> _TEXT EXCERPT_:
»»

An Islamist suicide bomber blew himself up in northern Mali on Friday, the first such attack in the country, while rival factions of the Malian army clashed in the capital, Bamako.
The bomber rode a motorcycle up to an army checkpoint in Gao, the largest town in the north and only recently recaptured from the Islamists. He detonated an explosive belt, wounding one soldier, an officer said.
It was part of a new guerrilla campaign in response to a French-led offensive that drove the extremists from their northern strongholds into the remote northeast, where troops seized the strategic oasis town of Tessalit on Friday.
The young Tuareg, dressed as a paramilitary officer, was also carrying a larger bomb that failed to detonate.
A spokesman for The Movement for Oneness and Jihad in West Africa (MUJAO) said it had carried out the bombing.
“We claim today’s attack against the Malian soldiers who chose the side of the miscreants, the enemies of Islam,” MUJAO spokesman Abou Walid Sahraoui said, vowing further attacks.
MUJAO is one of a trio of Islamist groups that occupied northern Mali for 10 months before France sent in fighter jets, attack helicopters and 4,000 troops to drive them out.
Despite the success of the French operation, Mali’s military remain weak and divided, a situation highlighted by a gunfight in Bamako between rival troops.
The firefight erupted after paratroopers loyal to former Malian president Amadou Toumani Toure — who was ousted in a coup in March last year —fired into the air to protest an order absorbing them into other units to be sent to the frontline.
Two adolescents were killed and 13 people were wounded in the clash at the paratroopers’ camp, state media said. Interim Malian President Dioncounda Traore reprimanded the military over the incident.
The fighting overshadowed the arrival of 70 EU military trainers, the first of what is to be a 500-strong mission tasked with whipping the Malian army into shape.
French General Francois Lecointre, leading the mission, said there was “a real need to recreate the Malian army, which is in a state of advanced disrepair.”
After announcing plans to start withdrawing in March, France on Wednesday called for a UN peacekeeping force to take over, incorporating about 6,000 African troops slowly being deployed.
However, UN Secretary-General Ban Ki-moon voiced alarm at the growing insurgency and warned it would take weeks for the Security Council to decide if it was safe enough for a UN force to move in.
Continuing their advance on Friday, French special forces parachuted into the airport at Tessalit, near the Algerian border in the far northeast, the army said.
Along with Chadian troops, they sought to flush the Islamists out of hiding in the Adrar des Ifoghas mountains, where they are believed to have fled with seven French hostages.

««

> _Point-per-instance localization data_:
»»

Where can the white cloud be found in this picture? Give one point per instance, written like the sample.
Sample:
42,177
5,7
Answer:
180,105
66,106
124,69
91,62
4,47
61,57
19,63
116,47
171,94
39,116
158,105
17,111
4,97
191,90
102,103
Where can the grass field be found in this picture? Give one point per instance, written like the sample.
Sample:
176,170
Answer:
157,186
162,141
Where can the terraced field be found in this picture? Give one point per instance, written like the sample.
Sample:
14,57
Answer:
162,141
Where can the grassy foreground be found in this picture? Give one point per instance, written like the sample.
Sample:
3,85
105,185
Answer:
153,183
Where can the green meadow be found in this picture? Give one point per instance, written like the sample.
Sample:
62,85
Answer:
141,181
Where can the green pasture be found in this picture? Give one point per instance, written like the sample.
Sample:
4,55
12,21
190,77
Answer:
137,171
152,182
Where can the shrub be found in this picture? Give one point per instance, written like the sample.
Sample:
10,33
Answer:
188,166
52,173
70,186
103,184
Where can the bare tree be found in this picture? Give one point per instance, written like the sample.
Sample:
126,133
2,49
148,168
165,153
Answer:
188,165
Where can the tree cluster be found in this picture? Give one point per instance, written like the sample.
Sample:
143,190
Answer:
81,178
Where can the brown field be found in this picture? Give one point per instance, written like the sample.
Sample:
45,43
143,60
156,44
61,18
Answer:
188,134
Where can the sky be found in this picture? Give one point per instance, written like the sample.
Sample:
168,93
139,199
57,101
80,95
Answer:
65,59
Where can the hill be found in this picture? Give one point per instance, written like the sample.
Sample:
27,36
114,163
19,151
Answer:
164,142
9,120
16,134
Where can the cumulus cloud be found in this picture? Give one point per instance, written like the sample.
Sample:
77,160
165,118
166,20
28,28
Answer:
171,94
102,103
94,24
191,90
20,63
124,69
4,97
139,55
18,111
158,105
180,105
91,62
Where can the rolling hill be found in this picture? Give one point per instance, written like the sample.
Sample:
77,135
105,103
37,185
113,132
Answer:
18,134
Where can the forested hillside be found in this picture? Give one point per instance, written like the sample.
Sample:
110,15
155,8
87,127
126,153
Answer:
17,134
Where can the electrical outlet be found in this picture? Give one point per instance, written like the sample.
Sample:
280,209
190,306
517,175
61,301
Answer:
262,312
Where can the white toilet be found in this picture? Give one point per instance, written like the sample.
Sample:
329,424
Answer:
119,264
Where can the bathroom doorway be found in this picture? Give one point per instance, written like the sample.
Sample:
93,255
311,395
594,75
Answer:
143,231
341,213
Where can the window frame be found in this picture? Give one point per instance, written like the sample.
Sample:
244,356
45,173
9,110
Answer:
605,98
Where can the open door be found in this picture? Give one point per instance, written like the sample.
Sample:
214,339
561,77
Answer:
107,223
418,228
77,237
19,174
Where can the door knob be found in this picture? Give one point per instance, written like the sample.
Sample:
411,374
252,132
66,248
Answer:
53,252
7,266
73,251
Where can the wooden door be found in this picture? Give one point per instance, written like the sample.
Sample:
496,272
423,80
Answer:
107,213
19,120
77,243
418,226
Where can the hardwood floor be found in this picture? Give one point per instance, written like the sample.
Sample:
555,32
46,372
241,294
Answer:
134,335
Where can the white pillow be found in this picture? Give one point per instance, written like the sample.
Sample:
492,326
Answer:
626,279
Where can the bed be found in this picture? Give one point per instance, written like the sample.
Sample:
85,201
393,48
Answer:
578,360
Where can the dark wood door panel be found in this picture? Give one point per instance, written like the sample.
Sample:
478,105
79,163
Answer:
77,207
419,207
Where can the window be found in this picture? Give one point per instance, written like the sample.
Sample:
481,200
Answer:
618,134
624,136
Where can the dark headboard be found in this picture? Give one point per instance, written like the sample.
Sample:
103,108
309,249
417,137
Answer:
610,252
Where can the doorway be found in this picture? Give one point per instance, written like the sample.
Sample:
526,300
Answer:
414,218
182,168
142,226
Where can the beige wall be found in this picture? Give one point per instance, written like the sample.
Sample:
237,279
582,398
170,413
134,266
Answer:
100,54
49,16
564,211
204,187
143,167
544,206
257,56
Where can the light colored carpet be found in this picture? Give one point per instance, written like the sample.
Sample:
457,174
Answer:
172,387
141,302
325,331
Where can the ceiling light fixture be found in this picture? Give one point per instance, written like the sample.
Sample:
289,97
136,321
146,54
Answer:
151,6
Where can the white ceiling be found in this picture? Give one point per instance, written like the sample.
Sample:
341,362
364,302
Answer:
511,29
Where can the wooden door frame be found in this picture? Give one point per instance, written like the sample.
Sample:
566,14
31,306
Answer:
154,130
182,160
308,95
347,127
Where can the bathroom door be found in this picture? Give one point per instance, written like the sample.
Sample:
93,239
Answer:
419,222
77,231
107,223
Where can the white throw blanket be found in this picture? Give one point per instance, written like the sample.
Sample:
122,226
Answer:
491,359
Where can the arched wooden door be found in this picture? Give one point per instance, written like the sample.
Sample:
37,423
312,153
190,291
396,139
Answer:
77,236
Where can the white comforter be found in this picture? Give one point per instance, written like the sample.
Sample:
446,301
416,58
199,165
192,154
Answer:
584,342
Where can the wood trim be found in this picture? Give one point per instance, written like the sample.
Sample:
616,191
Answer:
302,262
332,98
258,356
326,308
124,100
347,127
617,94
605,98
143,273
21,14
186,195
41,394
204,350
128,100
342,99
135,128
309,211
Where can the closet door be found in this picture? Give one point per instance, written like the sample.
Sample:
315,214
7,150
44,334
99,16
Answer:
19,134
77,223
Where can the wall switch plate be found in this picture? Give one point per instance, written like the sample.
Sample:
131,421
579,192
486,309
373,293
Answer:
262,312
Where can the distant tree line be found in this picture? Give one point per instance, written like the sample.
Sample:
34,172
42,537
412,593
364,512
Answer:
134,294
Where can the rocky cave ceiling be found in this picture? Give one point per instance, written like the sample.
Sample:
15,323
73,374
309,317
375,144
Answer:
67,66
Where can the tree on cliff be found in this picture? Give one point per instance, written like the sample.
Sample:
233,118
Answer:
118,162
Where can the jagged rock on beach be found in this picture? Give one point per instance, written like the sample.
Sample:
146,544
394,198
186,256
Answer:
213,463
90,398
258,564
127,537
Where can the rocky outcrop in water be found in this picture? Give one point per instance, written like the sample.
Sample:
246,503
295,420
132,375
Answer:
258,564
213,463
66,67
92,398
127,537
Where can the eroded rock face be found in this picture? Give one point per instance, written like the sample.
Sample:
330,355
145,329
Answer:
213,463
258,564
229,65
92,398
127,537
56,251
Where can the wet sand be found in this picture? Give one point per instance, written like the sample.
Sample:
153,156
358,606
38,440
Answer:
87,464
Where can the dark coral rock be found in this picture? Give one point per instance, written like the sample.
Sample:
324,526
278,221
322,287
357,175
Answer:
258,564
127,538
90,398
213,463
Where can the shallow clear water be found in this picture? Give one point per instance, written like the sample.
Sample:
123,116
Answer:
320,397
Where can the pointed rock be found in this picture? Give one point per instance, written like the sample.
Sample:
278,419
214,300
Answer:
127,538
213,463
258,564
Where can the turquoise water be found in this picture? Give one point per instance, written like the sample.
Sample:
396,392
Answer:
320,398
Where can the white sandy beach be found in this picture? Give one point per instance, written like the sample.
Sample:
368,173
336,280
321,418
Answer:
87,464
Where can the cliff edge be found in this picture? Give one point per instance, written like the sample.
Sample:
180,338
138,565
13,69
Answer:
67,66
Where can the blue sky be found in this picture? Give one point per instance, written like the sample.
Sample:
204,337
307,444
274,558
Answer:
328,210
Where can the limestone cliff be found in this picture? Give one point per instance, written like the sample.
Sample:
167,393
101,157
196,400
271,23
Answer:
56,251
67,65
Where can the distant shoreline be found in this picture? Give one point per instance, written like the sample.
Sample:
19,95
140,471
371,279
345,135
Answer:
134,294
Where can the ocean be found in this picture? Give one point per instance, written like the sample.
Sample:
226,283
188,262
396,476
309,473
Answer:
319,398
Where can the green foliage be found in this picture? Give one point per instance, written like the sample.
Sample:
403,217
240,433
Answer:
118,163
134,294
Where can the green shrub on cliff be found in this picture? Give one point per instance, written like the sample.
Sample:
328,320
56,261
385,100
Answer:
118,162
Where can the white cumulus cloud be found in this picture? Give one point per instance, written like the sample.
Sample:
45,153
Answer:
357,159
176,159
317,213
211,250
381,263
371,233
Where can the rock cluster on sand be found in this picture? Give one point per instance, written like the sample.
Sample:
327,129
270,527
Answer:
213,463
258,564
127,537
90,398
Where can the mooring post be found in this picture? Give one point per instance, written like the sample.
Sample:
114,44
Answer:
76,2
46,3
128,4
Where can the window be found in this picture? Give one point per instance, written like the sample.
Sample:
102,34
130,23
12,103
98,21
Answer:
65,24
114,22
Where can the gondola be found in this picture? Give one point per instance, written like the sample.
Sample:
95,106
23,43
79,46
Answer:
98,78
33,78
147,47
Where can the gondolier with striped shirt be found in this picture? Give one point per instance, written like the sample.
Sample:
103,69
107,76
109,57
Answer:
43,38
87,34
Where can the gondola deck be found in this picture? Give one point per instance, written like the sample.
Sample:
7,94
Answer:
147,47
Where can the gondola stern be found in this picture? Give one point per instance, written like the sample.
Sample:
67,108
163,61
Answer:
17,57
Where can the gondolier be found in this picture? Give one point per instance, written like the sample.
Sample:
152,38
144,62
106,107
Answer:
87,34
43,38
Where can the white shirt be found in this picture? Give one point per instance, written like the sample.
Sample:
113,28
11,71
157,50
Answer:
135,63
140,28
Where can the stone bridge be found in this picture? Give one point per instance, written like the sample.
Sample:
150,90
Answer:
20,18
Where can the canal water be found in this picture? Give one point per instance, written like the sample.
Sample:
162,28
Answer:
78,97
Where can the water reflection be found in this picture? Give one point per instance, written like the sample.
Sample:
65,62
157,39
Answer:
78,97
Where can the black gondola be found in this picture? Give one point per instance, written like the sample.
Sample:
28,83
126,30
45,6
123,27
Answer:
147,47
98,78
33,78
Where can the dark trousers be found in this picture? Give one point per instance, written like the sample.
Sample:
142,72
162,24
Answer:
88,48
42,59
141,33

««

> _EXERCISE BRIEF_:
Please copy the passage of the Mali news report starting at "The bomber rode" and ending at "Tessalit on Friday.".

> _THE ANSWER_:
The bomber rode a motorcycle up to an army checkpoint in Gao, the largest town in the north and only recently recaptured from the Islamists. He detonated an explosive belt, wounding one soldier, an officer said.
It was part of a new guerrilla campaign in response to a French-led offensive that drove the extremists from their northern strongholds into the remote northeast, where troops seized the strategic oasis town of Tessalit on Friday.